> Exercise:
Report how many lines of the entries below contain the string "awning", treating uppercase and lowercase as different. Give only the number.

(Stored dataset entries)
★ ★ ★ ★ ★ ★ ★
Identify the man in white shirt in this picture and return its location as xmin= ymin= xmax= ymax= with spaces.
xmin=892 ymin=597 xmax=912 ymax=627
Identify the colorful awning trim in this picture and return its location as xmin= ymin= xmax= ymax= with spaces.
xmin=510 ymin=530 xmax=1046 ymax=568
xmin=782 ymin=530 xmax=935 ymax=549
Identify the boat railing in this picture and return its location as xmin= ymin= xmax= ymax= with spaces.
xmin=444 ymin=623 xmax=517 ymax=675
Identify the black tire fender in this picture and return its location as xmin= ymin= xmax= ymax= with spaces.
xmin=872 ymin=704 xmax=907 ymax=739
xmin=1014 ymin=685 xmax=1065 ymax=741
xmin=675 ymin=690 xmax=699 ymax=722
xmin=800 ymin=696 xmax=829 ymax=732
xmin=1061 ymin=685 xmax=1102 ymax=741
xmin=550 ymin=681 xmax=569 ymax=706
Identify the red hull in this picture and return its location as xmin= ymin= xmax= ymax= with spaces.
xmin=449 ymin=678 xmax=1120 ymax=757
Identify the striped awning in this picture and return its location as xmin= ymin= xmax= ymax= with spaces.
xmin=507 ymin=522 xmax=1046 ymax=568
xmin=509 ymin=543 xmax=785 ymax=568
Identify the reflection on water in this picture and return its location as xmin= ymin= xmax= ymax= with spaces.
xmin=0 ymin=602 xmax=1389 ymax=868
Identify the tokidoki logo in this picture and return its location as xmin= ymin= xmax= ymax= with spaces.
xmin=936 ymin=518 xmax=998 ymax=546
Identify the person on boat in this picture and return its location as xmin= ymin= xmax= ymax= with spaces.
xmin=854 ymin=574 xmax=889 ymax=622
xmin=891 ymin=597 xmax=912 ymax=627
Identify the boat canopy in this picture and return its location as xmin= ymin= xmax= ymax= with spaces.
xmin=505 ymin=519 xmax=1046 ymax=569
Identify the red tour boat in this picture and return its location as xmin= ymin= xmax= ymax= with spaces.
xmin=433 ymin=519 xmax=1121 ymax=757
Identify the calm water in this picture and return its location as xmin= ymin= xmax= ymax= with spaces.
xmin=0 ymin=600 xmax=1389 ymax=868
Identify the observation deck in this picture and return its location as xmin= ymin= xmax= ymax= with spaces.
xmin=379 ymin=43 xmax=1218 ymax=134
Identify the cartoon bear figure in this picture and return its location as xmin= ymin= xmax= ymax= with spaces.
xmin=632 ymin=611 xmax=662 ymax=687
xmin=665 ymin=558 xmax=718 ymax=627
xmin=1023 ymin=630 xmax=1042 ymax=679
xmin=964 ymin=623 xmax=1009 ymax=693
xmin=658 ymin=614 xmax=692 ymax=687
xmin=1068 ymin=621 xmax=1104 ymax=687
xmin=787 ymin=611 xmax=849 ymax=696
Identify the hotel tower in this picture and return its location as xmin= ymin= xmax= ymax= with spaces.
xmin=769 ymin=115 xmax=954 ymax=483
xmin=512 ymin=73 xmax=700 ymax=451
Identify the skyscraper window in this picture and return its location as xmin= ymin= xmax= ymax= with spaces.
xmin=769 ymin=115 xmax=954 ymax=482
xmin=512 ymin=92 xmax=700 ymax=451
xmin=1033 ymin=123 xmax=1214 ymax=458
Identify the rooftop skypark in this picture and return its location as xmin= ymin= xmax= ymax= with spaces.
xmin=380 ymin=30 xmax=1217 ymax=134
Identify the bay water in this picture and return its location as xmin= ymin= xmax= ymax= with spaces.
★ ★ ★ ★ ★ ★ ★
> In response:
2